━━ RAW RECORDS

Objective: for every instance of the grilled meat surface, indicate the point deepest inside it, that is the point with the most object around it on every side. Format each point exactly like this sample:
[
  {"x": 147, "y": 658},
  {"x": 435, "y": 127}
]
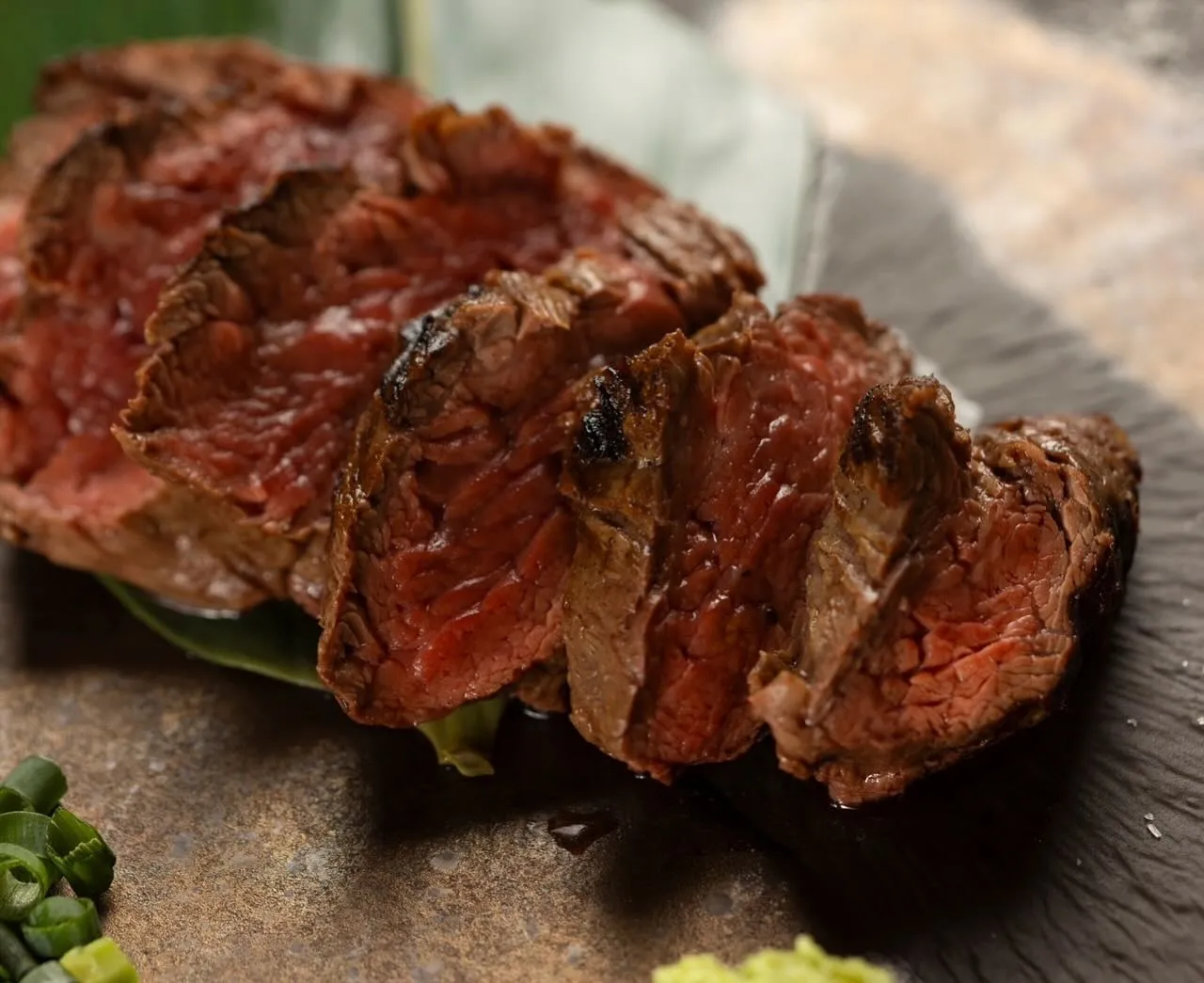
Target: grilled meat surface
[
  {"x": 270, "y": 344},
  {"x": 950, "y": 588},
  {"x": 451, "y": 540},
  {"x": 699, "y": 476},
  {"x": 105, "y": 227}
]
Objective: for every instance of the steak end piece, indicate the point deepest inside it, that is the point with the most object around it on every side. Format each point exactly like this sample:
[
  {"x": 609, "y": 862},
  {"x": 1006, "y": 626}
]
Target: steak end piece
[
  {"x": 949, "y": 591},
  {"x": 450, "y": 539},
  {"x": 105, "y": 227},
  {"x": 697, "y": 477}
]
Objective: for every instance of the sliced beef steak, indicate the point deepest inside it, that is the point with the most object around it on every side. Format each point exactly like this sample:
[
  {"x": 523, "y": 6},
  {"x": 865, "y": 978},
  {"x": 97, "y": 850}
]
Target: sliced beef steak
[
  {"x": 111, "y": 85},
  {"x": 451, "y": 541},
  {"x": 274, "y": 340},
  {"x": 950, "y": 588},
  {"x": 105, "y": 228},
  {"x": 699, "y": 477},
  {"x": 185, "y": 70}
]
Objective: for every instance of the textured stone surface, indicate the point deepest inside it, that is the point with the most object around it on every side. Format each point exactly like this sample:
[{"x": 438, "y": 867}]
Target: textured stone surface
[{"x": 263, "y": 837}]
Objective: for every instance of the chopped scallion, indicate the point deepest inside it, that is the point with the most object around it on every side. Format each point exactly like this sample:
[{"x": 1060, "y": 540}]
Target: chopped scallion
[
  {"x": 100, "y": 961},
  {"x": 39, "y": 781},
  {"x": 13, "y": 801},
  {"x": 15, "y": 958},
  {"x": 24, "y": 880},
  {"x": 81, "y": 854},
  {"x": 26, "y": 829},
  {"x": 48, "y": 973},
  {"x": 59, "y": 924}
]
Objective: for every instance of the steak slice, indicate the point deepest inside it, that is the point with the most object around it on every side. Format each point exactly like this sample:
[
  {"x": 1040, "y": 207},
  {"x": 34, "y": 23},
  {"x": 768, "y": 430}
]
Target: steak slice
[
  {"x": 950, "y": 588},
  {"x": 110, "y": 85},
  {"x": 188, "y": 70},
  {"x": 451, "y": 541},
  {"x": 271, "y": 343},
  {"x": 105, "y": 228},
  {"x": 699, "y": 477}
]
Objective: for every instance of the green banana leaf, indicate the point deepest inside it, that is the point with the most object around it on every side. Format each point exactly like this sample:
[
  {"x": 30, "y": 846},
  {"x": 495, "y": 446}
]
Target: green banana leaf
[{"x": 632, "y": 78}]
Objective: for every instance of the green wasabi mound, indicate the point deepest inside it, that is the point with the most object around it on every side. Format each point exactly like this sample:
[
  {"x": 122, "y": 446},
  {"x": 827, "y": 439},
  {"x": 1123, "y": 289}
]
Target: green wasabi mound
[{"x": 807, "y": 962}]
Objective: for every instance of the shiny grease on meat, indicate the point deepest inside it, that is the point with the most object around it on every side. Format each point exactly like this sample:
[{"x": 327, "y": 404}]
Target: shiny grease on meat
[
  {"x": 950, "y": 589},
  {"x": 451, "y": 541},
  {"x": 271, "y": 342},
  {"x": 697, "y": 477},
  {"x": 106, "y": 226}
]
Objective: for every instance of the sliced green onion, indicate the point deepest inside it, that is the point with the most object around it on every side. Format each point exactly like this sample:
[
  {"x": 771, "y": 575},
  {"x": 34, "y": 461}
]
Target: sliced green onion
[
  {"x": 13, "y": 801},
  {"x": 24, "y": 880},
  {"x": 48, "y": 973},
  {"x": 81, "y": 854},
  {"x": 40, "y": 782},
  {"x": 26, "y": 829},
  {"x": 15, "y": 958},
  {"x": 58, "y": 924},
  {"x": 100, "y": 961}
]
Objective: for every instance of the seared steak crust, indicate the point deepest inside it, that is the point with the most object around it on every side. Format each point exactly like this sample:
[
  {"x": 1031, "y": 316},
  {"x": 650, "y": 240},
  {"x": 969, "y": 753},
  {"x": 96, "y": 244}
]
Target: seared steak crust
[
  {"x": 949, "y": 588},
  {"x": 105, "y": 228},
  {"x": 270, "y": 344},
  {"x": 451, "y": 541},
  {"x": 697, "y": 479}
]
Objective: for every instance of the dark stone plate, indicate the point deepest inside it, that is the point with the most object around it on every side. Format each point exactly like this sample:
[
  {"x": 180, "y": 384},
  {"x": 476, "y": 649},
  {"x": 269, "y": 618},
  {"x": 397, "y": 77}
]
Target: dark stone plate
[{"x": 261, "y": 836}]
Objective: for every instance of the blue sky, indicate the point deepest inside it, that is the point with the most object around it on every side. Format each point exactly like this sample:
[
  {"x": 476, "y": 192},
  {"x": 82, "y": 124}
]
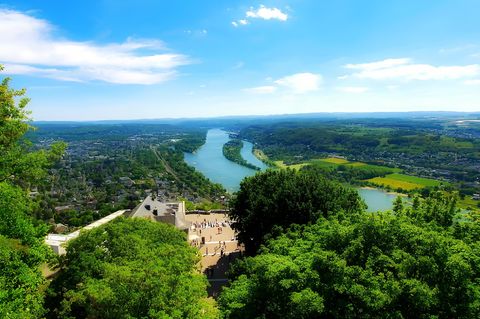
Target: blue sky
[{"x": 90, "y": 60}]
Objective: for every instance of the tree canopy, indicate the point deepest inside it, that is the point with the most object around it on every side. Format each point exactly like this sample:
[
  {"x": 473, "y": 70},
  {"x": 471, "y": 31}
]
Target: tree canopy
[
  {"x": 284, "y": 197},
  {"x": 21, "y": 237},
  {"x": 372, "y": 265},
  {"x": 131, "y": 268}
]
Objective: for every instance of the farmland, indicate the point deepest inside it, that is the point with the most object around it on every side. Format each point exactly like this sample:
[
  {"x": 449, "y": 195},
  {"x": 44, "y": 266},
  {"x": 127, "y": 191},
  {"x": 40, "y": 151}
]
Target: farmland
[{"x": 406, "y": 182}]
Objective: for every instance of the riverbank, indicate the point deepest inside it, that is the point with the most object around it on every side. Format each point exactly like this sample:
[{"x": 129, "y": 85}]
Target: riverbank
[{"x": 232, "y": 151}]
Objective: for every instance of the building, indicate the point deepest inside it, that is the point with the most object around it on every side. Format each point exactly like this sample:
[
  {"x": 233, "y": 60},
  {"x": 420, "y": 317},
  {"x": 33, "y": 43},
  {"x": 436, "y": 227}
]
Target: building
[{"x": 171, "y": 213}]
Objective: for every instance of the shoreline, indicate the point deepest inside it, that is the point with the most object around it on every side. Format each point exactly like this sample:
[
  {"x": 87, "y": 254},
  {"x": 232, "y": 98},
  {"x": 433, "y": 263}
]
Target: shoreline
[{"x": 382, "y": 190}]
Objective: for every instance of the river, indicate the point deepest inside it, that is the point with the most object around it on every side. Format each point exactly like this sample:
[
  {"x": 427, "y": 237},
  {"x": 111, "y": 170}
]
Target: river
[{"x": 209, "y": 160}]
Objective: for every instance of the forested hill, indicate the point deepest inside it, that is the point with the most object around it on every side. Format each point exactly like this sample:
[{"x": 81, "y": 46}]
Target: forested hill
[{"x": 447, "y": 146}]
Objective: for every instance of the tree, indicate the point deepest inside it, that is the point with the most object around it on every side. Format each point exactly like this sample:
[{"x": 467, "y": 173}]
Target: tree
[
  {"x": 21, "y": 237},
  {"x": 368, "y": 266},
  {"x": 284, "y": 197},
  {"x": 131, "y": 268}
]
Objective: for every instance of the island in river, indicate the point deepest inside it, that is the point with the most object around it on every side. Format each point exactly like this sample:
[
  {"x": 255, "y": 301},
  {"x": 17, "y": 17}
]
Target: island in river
[{"x": 211, "y": 162}]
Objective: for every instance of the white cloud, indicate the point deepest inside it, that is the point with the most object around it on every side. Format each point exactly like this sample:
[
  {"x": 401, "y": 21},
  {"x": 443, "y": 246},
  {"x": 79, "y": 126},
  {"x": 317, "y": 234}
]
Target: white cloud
[
  {"x": 353, "y": 89},
  {"x": 301, "y": 83},
  {"x": 29, "y": 46},
  {"x": 267, "y": 13},
  {"x": 261, "y": 12},
  {"x": 472, "y": 82},
  {"x": 404, "y": 69},
  {"x": 268, "y": 89}
]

━━━━

*JOB:*
Rewrite the entries from the line containing "Objective: for every instance of the white" through the end of the entries, putting "storm cloud" wherever "white cloud" appears and leaving everything else untouched.

*PROBLEM SOLUTION:*
Objective: for every instance of the storm cloud, indicate the point deepest inside it, that is the point with the most object around it on every side. Format each point exactly like this sample:
[
  {"x": 401, "y": 21},
  {"x": 443, "y": 246},
  {"x": 79, "y": 126},
  {"x": 317, "y": 234}
]
Target: storm cloud
[
  {"x": 353, "y": 89},
  {"x": 301, "y": 83},
  {"x": 29, "y": 46},
  {"x": 267, "y": 13},
  {"x": 261, "y": 12},
  {"x": 472, "y": 82},
  {"x": 404, "y": 69},
  {"x": 268, "y": 89}
]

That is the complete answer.